• [Available records]:
——————————

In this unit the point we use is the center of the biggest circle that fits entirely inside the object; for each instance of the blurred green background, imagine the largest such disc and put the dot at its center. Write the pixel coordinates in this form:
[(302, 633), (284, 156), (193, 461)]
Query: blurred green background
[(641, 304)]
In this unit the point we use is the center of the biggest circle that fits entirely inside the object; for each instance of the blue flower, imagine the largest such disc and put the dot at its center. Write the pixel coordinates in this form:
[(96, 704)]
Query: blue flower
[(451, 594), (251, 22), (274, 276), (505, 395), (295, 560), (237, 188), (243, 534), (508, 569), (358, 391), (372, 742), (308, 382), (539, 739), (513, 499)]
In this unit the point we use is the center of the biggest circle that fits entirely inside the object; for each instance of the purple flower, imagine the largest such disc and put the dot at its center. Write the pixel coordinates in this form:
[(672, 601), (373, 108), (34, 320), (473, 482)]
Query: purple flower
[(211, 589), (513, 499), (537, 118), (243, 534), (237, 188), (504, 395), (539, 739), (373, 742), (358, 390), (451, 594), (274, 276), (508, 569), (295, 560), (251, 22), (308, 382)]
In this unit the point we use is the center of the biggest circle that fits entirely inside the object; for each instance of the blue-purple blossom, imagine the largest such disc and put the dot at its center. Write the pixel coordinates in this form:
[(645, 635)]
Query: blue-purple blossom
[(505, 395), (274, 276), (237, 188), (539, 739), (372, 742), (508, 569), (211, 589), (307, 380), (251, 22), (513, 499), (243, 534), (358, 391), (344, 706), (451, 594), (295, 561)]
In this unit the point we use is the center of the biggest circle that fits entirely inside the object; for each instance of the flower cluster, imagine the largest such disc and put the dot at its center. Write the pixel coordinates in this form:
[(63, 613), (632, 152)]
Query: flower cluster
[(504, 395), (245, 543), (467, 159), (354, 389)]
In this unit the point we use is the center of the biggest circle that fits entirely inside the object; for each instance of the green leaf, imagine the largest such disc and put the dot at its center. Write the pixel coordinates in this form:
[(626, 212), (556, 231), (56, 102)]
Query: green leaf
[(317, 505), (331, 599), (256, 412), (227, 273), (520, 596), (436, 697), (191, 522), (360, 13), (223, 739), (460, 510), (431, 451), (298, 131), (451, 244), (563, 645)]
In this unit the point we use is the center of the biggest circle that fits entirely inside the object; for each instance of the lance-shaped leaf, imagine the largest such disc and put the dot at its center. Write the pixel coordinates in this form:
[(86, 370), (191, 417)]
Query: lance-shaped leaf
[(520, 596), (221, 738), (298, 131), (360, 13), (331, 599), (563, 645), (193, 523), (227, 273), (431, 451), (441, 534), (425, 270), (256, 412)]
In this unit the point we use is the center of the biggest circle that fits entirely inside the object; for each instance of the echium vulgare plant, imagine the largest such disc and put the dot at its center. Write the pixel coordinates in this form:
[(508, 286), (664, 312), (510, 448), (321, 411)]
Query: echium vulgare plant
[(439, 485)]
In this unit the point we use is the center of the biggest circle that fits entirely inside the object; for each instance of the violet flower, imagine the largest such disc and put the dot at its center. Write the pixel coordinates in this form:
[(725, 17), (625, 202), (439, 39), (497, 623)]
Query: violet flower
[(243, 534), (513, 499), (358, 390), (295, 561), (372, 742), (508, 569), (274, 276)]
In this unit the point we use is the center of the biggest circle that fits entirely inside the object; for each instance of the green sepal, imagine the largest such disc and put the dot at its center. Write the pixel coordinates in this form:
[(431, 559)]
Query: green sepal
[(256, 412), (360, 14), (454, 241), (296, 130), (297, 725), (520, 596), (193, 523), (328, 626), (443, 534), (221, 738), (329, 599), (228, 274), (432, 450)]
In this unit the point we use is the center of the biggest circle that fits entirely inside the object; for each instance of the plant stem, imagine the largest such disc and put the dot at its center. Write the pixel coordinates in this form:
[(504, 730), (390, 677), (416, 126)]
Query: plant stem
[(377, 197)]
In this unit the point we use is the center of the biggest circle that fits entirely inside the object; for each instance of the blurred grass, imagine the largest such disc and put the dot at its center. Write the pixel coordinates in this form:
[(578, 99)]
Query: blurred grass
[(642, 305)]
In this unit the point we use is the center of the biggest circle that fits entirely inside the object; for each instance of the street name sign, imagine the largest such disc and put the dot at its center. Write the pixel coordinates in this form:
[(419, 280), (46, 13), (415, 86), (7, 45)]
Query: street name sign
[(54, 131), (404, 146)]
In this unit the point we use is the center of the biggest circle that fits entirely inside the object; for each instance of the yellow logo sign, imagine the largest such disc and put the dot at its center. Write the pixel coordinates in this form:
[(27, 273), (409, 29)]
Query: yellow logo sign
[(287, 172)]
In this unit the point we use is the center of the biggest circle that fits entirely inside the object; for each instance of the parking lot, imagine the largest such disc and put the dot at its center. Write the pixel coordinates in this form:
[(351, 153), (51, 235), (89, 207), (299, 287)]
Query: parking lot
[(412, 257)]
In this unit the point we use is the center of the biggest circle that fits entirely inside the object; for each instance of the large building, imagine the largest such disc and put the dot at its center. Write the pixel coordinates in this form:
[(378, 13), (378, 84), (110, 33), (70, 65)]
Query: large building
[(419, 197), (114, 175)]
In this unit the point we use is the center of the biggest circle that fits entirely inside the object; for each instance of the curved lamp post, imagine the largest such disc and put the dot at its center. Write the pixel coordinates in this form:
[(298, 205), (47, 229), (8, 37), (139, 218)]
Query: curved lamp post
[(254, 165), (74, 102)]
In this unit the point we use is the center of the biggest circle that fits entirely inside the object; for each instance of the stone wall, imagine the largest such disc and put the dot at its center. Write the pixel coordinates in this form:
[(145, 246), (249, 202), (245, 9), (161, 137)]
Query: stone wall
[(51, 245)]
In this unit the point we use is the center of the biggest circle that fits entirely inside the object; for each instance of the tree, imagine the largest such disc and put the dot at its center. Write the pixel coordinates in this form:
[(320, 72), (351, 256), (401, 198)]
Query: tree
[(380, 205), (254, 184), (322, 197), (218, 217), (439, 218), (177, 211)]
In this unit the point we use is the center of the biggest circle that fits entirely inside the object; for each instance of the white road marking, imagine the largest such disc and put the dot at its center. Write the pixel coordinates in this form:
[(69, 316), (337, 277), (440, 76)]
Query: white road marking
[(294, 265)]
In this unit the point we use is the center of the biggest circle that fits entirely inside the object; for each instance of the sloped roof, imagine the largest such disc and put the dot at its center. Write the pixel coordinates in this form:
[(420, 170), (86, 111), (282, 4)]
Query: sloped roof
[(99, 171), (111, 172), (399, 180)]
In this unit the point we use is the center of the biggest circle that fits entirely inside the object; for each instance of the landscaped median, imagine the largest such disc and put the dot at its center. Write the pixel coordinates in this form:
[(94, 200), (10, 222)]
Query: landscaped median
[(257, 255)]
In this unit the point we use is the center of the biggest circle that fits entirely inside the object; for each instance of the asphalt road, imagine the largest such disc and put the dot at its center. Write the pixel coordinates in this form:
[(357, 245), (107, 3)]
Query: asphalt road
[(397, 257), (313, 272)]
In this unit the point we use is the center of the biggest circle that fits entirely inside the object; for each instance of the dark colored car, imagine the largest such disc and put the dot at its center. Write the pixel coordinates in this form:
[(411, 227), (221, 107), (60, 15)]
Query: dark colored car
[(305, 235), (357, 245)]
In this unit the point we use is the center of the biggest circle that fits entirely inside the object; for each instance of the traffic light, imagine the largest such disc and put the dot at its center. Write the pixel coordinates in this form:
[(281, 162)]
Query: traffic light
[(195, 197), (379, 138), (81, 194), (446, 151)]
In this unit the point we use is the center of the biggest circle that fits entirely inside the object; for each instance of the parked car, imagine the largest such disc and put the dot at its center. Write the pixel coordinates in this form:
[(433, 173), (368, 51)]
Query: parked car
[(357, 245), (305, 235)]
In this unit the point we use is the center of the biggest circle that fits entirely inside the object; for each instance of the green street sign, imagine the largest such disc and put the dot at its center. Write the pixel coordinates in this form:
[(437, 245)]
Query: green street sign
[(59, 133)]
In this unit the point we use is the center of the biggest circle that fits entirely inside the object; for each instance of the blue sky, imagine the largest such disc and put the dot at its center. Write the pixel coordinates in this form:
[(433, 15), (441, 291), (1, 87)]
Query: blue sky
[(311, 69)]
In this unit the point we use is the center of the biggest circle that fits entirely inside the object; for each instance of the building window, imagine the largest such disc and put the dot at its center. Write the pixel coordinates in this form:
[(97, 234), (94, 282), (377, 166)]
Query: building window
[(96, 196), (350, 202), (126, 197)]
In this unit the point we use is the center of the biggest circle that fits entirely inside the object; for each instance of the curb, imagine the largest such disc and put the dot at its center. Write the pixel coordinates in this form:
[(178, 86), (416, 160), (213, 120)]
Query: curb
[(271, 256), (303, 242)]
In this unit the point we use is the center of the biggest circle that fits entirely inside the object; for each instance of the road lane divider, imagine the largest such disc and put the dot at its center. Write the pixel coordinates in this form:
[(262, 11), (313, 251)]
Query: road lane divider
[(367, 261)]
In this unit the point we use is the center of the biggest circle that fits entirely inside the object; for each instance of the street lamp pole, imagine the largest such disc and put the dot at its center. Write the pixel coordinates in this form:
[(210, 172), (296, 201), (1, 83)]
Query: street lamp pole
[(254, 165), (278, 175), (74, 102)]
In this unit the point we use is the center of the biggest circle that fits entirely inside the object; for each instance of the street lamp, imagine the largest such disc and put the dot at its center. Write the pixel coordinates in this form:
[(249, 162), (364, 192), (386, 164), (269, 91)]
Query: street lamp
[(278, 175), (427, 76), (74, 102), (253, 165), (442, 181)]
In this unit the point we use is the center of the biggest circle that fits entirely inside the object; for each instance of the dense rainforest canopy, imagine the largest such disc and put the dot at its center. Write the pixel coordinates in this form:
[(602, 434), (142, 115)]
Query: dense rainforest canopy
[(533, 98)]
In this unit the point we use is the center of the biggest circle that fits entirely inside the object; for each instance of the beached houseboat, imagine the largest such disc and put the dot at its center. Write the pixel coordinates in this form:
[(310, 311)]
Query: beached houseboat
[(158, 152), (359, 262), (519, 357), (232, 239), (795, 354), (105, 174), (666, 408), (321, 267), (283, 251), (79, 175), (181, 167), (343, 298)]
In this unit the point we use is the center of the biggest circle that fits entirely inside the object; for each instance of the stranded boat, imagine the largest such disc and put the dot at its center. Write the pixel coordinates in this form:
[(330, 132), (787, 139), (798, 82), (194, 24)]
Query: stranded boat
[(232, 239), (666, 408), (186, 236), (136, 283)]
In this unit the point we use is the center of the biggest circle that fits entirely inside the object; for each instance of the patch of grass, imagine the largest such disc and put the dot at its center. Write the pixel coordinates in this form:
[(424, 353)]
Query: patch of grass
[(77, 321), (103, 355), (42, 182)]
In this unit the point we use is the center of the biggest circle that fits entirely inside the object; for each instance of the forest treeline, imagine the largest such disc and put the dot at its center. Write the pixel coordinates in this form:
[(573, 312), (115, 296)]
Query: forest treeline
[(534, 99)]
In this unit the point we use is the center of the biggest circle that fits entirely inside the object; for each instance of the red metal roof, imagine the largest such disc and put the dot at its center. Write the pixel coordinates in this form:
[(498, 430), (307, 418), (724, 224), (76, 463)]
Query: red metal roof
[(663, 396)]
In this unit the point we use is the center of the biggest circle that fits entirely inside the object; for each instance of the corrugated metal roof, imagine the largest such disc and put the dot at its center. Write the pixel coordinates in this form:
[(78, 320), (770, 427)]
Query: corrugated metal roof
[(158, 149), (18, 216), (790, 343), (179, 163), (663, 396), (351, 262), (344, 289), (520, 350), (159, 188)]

——————————

• [Written problem]: Copy out the lines above word for word, starting at the line that contains "of the blue-purple" and ending at the line that contains "Query: blue-purple blossom", both included.

• [Exercise response]:
In this unit the point we use is the center of the biggest circle that fits entirely inside the object; for each instance of the blue-purple blossom, imagine the largest such disc and put the dot at its center. Write the pixel coordinates in this form:
[(645, 635)]
Query: blue-purple blossom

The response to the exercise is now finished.